Zu erledigende Aufgabe -
Schreiben Sie sämtliche folgenden Datensätze Zeile für Zeile nieder, ohne etwas daran zu ändern.
#### Datensätze
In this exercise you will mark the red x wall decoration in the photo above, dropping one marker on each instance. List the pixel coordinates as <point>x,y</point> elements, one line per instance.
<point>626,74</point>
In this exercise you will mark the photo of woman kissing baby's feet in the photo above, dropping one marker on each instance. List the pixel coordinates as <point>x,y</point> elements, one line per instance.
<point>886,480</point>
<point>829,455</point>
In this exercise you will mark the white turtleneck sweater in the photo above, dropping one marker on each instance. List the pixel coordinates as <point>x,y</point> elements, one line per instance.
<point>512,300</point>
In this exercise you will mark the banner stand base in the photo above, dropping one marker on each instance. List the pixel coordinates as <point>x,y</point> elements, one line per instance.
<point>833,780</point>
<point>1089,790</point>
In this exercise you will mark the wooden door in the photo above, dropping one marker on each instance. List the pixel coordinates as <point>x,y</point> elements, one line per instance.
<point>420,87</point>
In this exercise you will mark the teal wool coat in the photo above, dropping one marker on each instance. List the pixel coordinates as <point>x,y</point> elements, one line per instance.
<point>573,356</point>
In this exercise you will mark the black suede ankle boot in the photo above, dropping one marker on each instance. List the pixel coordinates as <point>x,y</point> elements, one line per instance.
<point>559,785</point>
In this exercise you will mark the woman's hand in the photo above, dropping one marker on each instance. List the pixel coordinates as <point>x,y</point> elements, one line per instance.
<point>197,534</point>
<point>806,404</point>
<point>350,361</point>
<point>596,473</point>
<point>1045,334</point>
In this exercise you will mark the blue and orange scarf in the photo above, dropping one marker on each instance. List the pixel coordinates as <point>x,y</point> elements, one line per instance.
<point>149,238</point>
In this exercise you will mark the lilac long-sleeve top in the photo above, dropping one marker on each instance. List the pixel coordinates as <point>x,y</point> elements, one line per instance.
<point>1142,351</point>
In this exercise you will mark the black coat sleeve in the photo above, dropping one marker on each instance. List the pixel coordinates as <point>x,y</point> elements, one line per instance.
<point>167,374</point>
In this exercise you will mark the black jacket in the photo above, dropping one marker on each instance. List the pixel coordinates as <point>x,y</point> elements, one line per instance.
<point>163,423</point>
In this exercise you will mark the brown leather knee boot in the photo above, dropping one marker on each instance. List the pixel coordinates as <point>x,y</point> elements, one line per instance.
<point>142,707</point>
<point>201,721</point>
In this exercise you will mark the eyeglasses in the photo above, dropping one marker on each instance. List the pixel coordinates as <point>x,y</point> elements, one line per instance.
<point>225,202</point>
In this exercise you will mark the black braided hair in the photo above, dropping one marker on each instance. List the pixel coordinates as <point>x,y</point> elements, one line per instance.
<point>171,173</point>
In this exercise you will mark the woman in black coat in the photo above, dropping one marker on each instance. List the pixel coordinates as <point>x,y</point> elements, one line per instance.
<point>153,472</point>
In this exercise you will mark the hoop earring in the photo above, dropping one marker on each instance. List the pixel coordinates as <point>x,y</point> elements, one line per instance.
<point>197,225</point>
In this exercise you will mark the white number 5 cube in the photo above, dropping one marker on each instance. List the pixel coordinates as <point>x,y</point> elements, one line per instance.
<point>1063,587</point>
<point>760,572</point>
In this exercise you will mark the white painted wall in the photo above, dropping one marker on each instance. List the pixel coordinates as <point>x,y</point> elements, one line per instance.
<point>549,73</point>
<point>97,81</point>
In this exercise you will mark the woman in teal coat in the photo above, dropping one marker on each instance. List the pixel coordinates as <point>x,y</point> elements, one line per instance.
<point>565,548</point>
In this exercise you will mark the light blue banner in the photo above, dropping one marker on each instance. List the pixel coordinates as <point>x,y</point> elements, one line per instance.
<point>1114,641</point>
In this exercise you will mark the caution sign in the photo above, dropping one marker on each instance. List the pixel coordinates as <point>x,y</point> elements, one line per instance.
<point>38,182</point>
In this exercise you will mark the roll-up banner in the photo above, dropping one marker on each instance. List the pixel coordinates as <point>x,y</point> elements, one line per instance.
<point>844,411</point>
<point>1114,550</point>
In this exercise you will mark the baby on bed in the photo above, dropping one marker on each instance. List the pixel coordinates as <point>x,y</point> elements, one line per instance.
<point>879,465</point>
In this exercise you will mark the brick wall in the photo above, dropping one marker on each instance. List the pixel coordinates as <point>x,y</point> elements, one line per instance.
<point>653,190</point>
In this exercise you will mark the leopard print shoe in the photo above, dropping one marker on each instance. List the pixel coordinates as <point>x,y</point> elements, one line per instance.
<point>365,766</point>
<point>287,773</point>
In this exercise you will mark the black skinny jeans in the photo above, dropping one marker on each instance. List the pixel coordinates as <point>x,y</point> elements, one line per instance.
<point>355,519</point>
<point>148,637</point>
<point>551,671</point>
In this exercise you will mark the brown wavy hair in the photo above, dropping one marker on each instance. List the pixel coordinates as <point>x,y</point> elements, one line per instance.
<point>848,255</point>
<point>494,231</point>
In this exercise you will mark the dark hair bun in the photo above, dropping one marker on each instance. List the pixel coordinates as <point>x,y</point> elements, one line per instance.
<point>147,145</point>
########
Vollständige Ausgabe -
In this exercise you will mark the red x wall decoration in the photo above, dropping one marker on each instance. List the pixel coordinates as <point>x,y</point> elements, one line per instance.
<point>626,74</point>
In this exercise you will mark the photo of woman kissing baby's feet in the photo above, dropping one marker on each instance. List the pixel coordinates as <point>x,y</point> elements, one line per instance.
<point>886,480</point>
<point>829,455</point>
In this exercise you will mark the white turtleneck sweater in the photo above, dropping one marker on each instance. List the pixel coordinates as <point>x,y</point> elements, one line per instance.
<point>512,300</point>
In this exercise you will mark the banner stand base in the photo above, dropping one marker on each instance. List the pixel coordinates as <point>x,y</point> elements, one line per instance.
<point>833,780</point>
<point>1089,790</point>
In this exercise you will mark the wooden door in the photo above, dropping one marker on each instance. List the pixel coordinates as <point>x,y</point> elements, one line per instance.
<point>420,87</point>
In this exercise you will mark the teal wool coat in the photo above, dropping one marker on each instance. List the pixel coordinates as <point>x,y</point> elements, one line per instance.
<point>573,356</point>
In this exercise you will mark the black suede ankle boot in the photo above, dropping one marker on each instance. List the pixel coordinates as <point>x,y</point> elements, one line per instance.
<point>559,785</point>
In this exercise you will mark the woman's hand in the photo above, dropping one marker on each instance. List the pixel coordinates as <point>x,y</point> elements, one line per instance.
<point>197,534</point>
<point>806,404</point>
<point>350,361</point>
<point>596,473</point>
<point>1045,334</point>
In this exercise you will mark the blue and orange scarf in the photo above, dropping one marker on each instance. List the pixel coordinates as <point>x,y</point> elements, one line per instance.
<point>149,238</point>
In this exercise you will mark the lilac long-sleeve top in the photo above, dropping one marker on each instance. List the pixel coordinates as <point>x,y</point> elements, one line per instance.
<point>1142,351</point>
In this exercise you will mark the black coat sleeve in the photo above, dropping one marker on each instance. List the pixel coordinates as <point>x,y</point> elements, one line per instance.
<point>167,374</point>
In this exercise you will mark the black jacket in the photo above, dropping one marker on each instance. List the pixel coordinates as <point>x,y</point> elements, one line per instance.
<point>163,423</point>
In this exercise you will mark the brown leather knee boot in the photo above, dropping one marker on each instance. List the pixel coordinates as <point>x,y</point> elements, one line per instance.
<point>142,707</point>
<point>201,721</point>
In this exercise you will mark the eyeglasses in the photo above, dropping one marker on each instance. List the pixel coordinates as <point>x,y</point> elements, one line per instance.
<point>225,202</point>
In this exercise you will mark the black braided hair in the photo above, dropping one marker on each instance. List the pixel coordinates as <point>x,y</point> elements, one line per instance.
<point>171,173</point>
In this exercise you will mark the woman in black coat in the photo above, dropping one marker on each instance. List the pixel coordinates as <point>x,y</point> elements, one line per instance.
<point>153,472</point>
In this exercise you will mark the hoop earring in the photo above, dropping one marker on each instance. List the pixel coordinates as <point>x,y</point> elements, one line per instance.
<point>197,225</point>
In this exercise you will mark the white number 5 cube in the photo above, dropping one marker on each instance. List the pixel coordinates as <point>x,y</point> elements, one line per instance.
<point>1063,587</point>
<point>760,572</point>
In this exercise you will mark the white painted wall in the photo above, dropping one marker on each instance. List the pixel coordinates as <point>x,y</point> elements, one line per instance.
<point>549,73</point>
<point>97,81</point>
In this exercise you will mark the woman in teal coat in the photo above, dropping one marker on each instance. List the pixel coordinates as <point>x,y</point> elements, one line per instance.
<point>565,548</point>
In this exercise you will mark the light blue banner in the photo above, dropping one marker on each instance. List the pixel coordinates as <point>x,y</point> elements, one line per instance.
<point>1114,641</point>
In this exercise you will mark the caution sign in the photo above, dropping one marker on each instance. List the pixel coordinates as <point>x,y</point> elements, one line per instance.
<point>38,182</point>
In this exercise you will mark the roll-up banner in the photo above, dropping one marker on each instance. List the pixel coordinates as <point>x,y</point> elements, one line per instance.
<point>844,411</point>
<point>1114,550</point>
In this exercise you will mark the baby on bed in the photo above, dropping one marker on each instance. List the pixel coordinates as <point>x,y</point> elements, one line per instance.
<point>879,465</point>
In this exercise you will mark the brick wall in the photo above, dropping one marker on each instance. List the pixel coordinates as <point>x,y</point> elements, one line per instance.
<point>653,190</point>
In this exercise you will mark the leopard print shoe in the photo above, dropping one marker on each instance. List the pixel coordinates as <point>x,y</point> elements, one line per instance.
<point>365,766</point>
<point>287,773</point>
In this exercise you will mark the black skinny jeans in the photo above, dropping one marker on each instance. List the pixel coordinates as <point>x,y</point> elements, one line per instance.
<point>355,519</point>
<point>148,637</point>
<point>551,671</point>
In this exercise you will mark the brown wavy hair in the photo above, dropping one marker on each instance. List the pixel coordinates as <point>x,y</point> elements, one line per instance.
<point>848,255</point>
<point>494,231</point>
In this exercise you will mark the dark hair bun in the photo above, dropping one marker on each instance. List the pixel coordinates as <point>x,y</point> elements, one line per instance.
<point>147,145</point>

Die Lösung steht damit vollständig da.